### Data listing

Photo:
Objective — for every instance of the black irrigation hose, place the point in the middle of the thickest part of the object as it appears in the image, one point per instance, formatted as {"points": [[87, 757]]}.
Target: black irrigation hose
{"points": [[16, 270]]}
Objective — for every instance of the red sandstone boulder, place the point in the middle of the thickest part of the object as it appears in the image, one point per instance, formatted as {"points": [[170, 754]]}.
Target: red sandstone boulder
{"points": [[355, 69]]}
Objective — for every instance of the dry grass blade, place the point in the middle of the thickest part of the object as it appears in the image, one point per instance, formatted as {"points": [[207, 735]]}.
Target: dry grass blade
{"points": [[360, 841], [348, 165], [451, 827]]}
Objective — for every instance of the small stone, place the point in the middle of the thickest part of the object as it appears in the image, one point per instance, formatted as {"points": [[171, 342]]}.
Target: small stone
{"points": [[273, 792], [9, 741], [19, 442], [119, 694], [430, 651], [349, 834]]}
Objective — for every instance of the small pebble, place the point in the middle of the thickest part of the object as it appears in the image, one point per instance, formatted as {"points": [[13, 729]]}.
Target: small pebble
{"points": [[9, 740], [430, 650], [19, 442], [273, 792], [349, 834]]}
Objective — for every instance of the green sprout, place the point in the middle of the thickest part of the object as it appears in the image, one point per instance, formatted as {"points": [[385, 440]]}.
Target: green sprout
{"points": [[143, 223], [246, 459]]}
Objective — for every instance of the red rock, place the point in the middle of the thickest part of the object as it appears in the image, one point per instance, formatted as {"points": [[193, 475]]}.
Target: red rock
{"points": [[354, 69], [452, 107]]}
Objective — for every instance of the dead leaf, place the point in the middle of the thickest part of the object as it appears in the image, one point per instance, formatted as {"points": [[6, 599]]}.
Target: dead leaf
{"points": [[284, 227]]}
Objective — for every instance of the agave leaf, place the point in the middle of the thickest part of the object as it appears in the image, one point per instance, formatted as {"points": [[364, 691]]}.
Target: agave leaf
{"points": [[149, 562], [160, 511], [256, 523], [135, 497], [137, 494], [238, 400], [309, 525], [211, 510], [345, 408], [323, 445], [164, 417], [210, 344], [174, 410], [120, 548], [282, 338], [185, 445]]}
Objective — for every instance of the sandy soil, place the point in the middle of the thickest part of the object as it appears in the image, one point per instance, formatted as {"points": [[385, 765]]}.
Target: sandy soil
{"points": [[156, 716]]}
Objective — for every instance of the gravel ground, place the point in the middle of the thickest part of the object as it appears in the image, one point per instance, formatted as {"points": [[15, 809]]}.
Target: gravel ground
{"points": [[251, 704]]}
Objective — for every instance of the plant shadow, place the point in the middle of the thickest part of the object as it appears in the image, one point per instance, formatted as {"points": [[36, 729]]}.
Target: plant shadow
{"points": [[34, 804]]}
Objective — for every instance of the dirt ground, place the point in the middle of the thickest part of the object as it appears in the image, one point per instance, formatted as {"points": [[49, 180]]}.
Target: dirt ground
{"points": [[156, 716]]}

### Your task
Retype the listing. Match it exactly.

### Finished exercise
Photo:
Objective — for every instance of the black irrigation hose, place the point in the middle of the thickest part of the object as it appears in the image, one point per instance, formatted as {"points": [[87, 757]]}.
Target: black irrigation hose
{"points": [[16, 270]]}
Objective — for every instance of the red sandstone boulder, place the point in the middle of the thickest part of the object as it appears in the image, one point per instance, formatted as {"points": [[170, 754]]}.
Target: red sandstone boulder
{"points": [[355, 69]]}
Objective — for every instance of the dry grass blade, place the point in the middle of the thickest part of the object as it appears in the image, one point per instance, formatted as {"points": [[207, 735]]}.
Target: dry grass blade
{"points": [[360, 841], [348, 165], [451, 827]]}
Objective — for every instance of the small stone, place the point in the middle of the thickest part of the object as it appears in the image, one point per instance, formatted as {"points": [[171, 342]]}.
Target: small stone
{"points": [[273, 792], [9, 741], [19, 442], [119, 694], [430, 651], [349, 834]]}
Objective — for every instance of the small pebble, place the point in the middle of the thickest part of the object as it appears in the image, one point per instance, formatted as {"points": [[13, 729]]}.
Target: small pebble
{"points": [[9, 740], [430, 650], [19, 442], [273, 792], [349, 834]]}
Objective — for every instance of the green sprout, place the point in the middle of the thickest part of the object as it appears in the image, one point per instance, formatted as {"points": [[385, 440]]}.
Target: green sprout
{"points": [[143, 223], [246, 459]]}
Objective — for every instance of the red rock, place the point in the middle of the thickest part of the object as it appears in the image, one point per instance, formatted as {"points": [[193, 475]]}.
Target: red rock
{"points": [[354, 69], [452, 107]]}
Objective — for every instance of the dead leaf, place the point in the middle of the thickest part of the object as it appears in the image, one point per instance, formatted as {"points": [[6, 599]]}.
Target: dead leaf
{"points": [[284, 227]]}
Objective — for every instance of the agave leaf, place the point in the middle of the thickest part of the object as it appears in the image, one point per instance, formatted as {"points": [[364, 691]]}.
Target: agave leaf
{"points": [[149, 562], [160, 511], [256, 523], [135, 497], [137, 494], [238, 400], [309, 525], [211, 510], [345, 408], [323, 445], [164, 417], [210, 344], [174, 410], [120, 548], [282, 338], [185, 445]]}
Objective — for every instance of the sandy soil, place the point in the middle of the thickest part of the object as it appears in the image, one point per instance, formatted as {"points": [[385, 765]]}.
Target: sandy soil
{"points": [[156, 716]]}
Objective — for every instance of the gravel ground, place the point in the middle of the thickest part of the object as it appears in the image, one point per instance, formatted as {"points": [[15, 809]]}.
Target: gravel ground
{"points": [[251, 704]]}
Objective — for every instance of the plant shadow, place the point in the middle of the thickest part of the object as it appears in the image, one point per instance, formatted as {"points": [[36, 729]]}.
Target: plant shadow
{"points": [[34, 804]]}
Objective — for every instance of the dirt ground, place the point in the middle of the thickest part of the object as it appears in the image, one point per instance, formatted as {"points": [[49, 180]]}.
Target: dirt ground
{"points": [[156, 716]]}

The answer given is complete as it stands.